═════ SOURCE DATA ═════
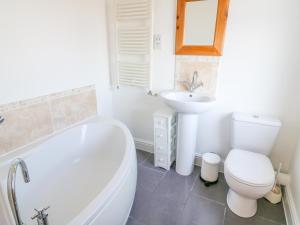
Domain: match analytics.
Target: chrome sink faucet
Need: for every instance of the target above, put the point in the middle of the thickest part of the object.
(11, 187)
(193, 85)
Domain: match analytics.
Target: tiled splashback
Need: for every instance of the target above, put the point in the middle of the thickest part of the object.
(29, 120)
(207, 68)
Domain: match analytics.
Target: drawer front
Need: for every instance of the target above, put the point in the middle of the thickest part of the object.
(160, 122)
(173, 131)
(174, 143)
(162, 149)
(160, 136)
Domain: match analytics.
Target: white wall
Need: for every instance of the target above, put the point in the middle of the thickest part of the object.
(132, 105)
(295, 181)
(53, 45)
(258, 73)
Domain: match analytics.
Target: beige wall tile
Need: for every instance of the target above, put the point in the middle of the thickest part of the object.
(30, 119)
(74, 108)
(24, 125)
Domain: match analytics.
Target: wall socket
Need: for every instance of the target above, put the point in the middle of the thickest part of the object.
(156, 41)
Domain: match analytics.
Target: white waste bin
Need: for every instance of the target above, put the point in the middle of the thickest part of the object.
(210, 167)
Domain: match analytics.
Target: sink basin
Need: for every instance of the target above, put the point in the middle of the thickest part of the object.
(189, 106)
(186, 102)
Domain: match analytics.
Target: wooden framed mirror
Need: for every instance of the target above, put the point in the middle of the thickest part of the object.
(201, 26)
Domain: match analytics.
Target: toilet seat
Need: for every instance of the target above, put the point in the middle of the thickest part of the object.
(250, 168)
═════
═════ SOURCE DATA ═════
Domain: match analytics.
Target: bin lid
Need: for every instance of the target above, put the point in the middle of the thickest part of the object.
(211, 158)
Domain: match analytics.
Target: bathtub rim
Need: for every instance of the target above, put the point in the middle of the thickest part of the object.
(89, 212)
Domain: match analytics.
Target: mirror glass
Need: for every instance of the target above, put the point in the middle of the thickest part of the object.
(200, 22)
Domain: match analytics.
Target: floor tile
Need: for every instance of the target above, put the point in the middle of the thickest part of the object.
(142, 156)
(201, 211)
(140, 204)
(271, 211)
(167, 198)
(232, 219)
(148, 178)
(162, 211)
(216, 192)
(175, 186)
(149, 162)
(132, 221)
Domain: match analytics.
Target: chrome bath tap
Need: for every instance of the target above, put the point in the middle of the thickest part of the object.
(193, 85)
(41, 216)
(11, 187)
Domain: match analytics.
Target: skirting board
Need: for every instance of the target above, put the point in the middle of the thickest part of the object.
═════
═════ SOURCE DATA ═════
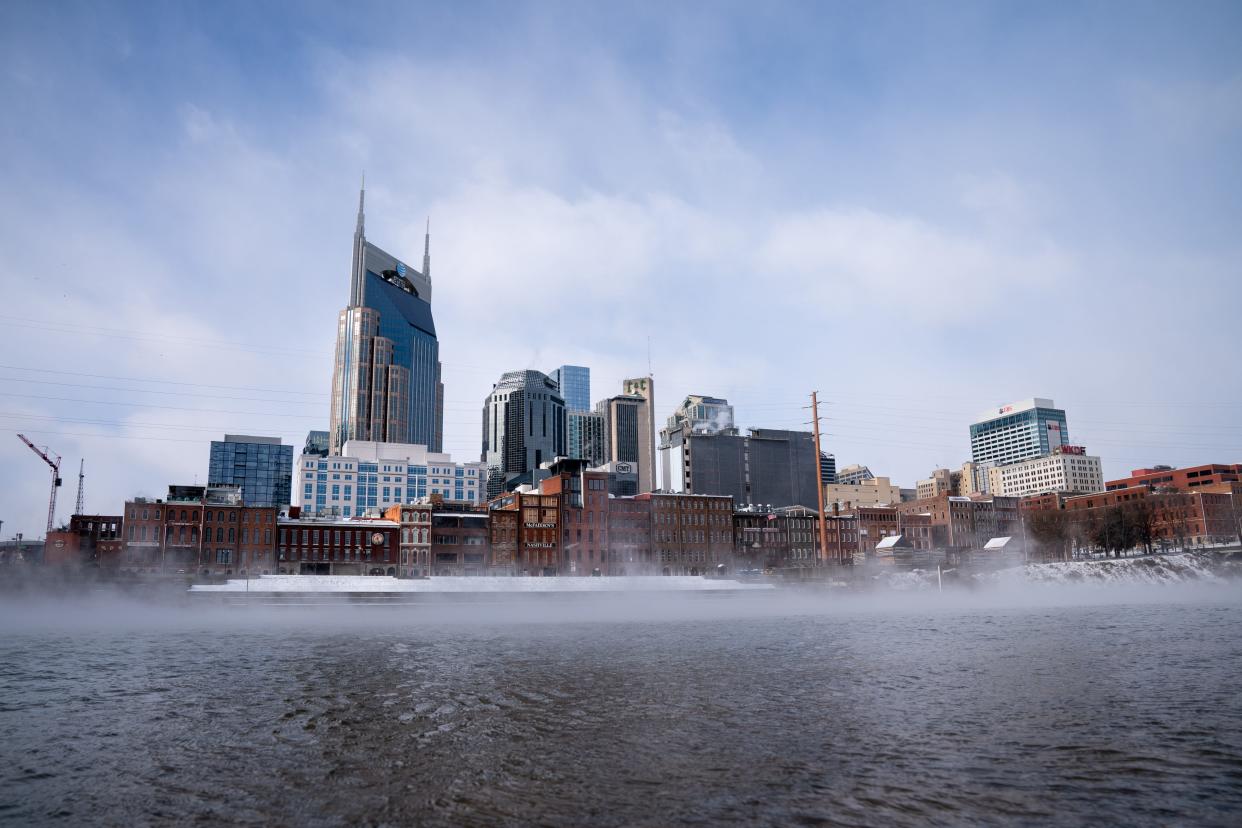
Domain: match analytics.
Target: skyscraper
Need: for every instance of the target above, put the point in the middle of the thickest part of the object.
═════
Whenever the word "wall" shows up in a line above, copy that line.

Target: white wall
Target: beige wall tile
Target: wall socket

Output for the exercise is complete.